> [THE EXERCISE]
Revise the entries below by replacing "tag every instance of" with "mark each occurrence of" wherever it occurs, leaving everything else unchanged. Omit the pictures from your answer.

> [SOURCE RECORDS]
--- Start ---

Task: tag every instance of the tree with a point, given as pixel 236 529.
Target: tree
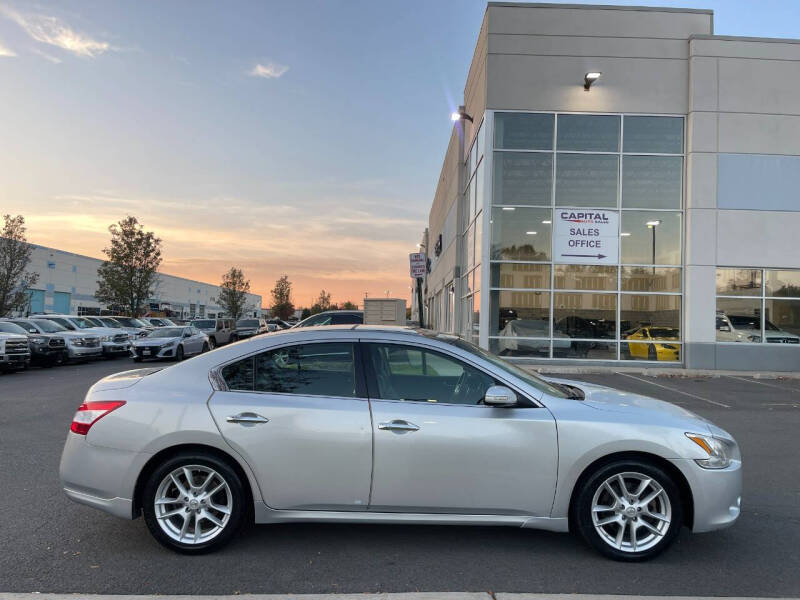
pixel 322 304
pixel 128 278
pixel 282 306
pixel 233 293
pixel 15 254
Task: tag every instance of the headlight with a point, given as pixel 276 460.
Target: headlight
pixel 721 451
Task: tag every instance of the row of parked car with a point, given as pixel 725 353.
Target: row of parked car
pixel 51 339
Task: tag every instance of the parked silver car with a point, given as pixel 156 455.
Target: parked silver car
pixel 387 425
pixel 170 342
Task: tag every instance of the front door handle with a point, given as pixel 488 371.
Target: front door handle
pixel 247 418
pixel 398 425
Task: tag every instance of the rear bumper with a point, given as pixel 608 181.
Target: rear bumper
pixel 717 494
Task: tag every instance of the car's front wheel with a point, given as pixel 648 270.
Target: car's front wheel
pixel 629 510
pixel 194 503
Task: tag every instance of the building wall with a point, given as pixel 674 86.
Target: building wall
pixel 64 273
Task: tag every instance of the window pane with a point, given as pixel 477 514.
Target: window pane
pixel 782 325
pixel 650 317
pixel 652 181
pixel 413 374
pixel 587 180
pixel 648 279
pixel 520 314
pixel 587 316
pixel 785 284
pixel 521 131
pixel 520 275
pixel 739 282
pixel 651 237
pixel 523 178
pixel 521 233
pixel 311 369
pixel 659 135
pixel 239 375
pixel 738 320
pixel 585 277
pixel 588 133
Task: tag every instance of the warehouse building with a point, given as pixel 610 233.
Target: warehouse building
pixel 67 284
pixel 621 185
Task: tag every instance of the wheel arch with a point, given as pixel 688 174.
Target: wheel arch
pixel 687 499
pixel 171 451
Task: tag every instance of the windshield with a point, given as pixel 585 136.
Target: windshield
pixel 166 332
pixel 526 376
pixel 7 327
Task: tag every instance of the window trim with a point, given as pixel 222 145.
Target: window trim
pixel 524 399
pixel 219 384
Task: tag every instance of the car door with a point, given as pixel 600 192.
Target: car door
pixel 437 449
pixel 300 417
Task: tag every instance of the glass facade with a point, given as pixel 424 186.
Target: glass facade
pixel 624 303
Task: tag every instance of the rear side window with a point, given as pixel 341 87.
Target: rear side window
pixel 308 370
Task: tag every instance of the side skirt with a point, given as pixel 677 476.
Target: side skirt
pixel 264 514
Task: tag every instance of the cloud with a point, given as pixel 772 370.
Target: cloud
pixel 268 70
pixel 54 32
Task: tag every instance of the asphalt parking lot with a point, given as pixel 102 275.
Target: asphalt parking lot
pixel 53 545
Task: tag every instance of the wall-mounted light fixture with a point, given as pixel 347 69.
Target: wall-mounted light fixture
pixel 590 78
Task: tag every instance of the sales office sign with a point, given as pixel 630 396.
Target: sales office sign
pixel 586 236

--- End ---

> [THE ANSWER]
Task: mark each occurrence of the tree with a point, given as pixel 236 529.
Target: tree
pixel 322 304
pixel 128 278
pixel 282 306
pixel 233 293
pixel 15 254
Task: mark each occurrence of the headlight with a point, given as pixel 276 460.
Target: headlight
pixel 721 451
Task: mark each occurrence of the row of parked car with a point, given as pixel 725 353.
Target: row of parked car
pixel 51 339
Task: mark each occurrence of the parked silver car with a point, given as pixel 156 455.
Target: parked silver car
pixel 387 425
pixel 170 342
Task: mark each occurrence of the front door handle with a point, given as pixel 488 371.
Target: front door handle
pixel 247 418
pixel 398 425
Task: mark each occurrence of the rear bumper with a point, given as pixel 608 181.
Target: rear bumper
pixel 717 494
Task: mark each occurrence of the car's front wheel with a point, given as pixel 648 270.
Target: car's front wheel
pixel 629 510
pixel 194 503
Task: mark each occurrence of the building wall with a point, given as pixel 674 86.
Target: building wall
pixel 64 273
Task: mark each occurrence of the window pane with a point, given as pixel 477 514.
Target: window pane
pixel 782 325
pixel 650 317
pixel 652 181
pixel 413 374
pixel 587 180
pixel 648 279
pixel 520 314
pixel 587 316
pixel 785 284
pixel 521 131
pixel 520 275
pixel 739 282
pixel 651 237
pixel 523 178
pixel 521 233
pixel 311 369
pixel 659 135
pixel 239 375
pixel 738 320
pixel 585 277
pixel 588 133
Task: mark each occurrence of the warehouse building with a point, given as pixel 610 233.
Target: warehouse building
pixel 67 284
pixel 621 185
Task: mark each occurrence of the wheel arch with a point, given as pixel 688 174.
Target: wheel arch
pixel 687 499
pixel 171 451
Task: mark each occurrence of the windshield with a point, given as pixel 585 136.
Target: windshield
pixel 166 332
pixel 526 376
pixel 7 327
Task: mark each occurrence of the window trim with a point, given as pixel 222 145.
Target: window trim
pixel 524 399
pixel 219 384
Task: mark each occurrence of the car door with a point, given as pixel 600 192.
Target: car door
pixel 437 449
pixel 300 417
Task: mark each occurrence of the glass facade with a point, given as pixel 424 186.
Target: glass facade
pixel 624 303
Task: mark each occurrence of the rear side window with a point, given as pixel 341 87.
Target: rear side window
pixel 308 370
Task: mark each occurrence of the side skirt with a point, given as pixel 677 476.
Target: side skirt
pixel 264 514
Task: mark each occurrence of the cloud with a point, given as pixel 772 370.
Target: cloud
pixel 268 70
pixel 54 32
Task: mark each occurrence of the asphalt parking lot with a point, given as pixel 102 275.
Target: asphalt parking lot
pixel 53 545
Task: mark each occurrence of the wall-mounted light fixture with a point, given as pixel 347 69.
Target: wall-mounted light fixture
pixel 590 78
Task: mark each occurrence of the sales office sign with a point, given as pixel 630 396.
Target: sales office sign
pixel 586 236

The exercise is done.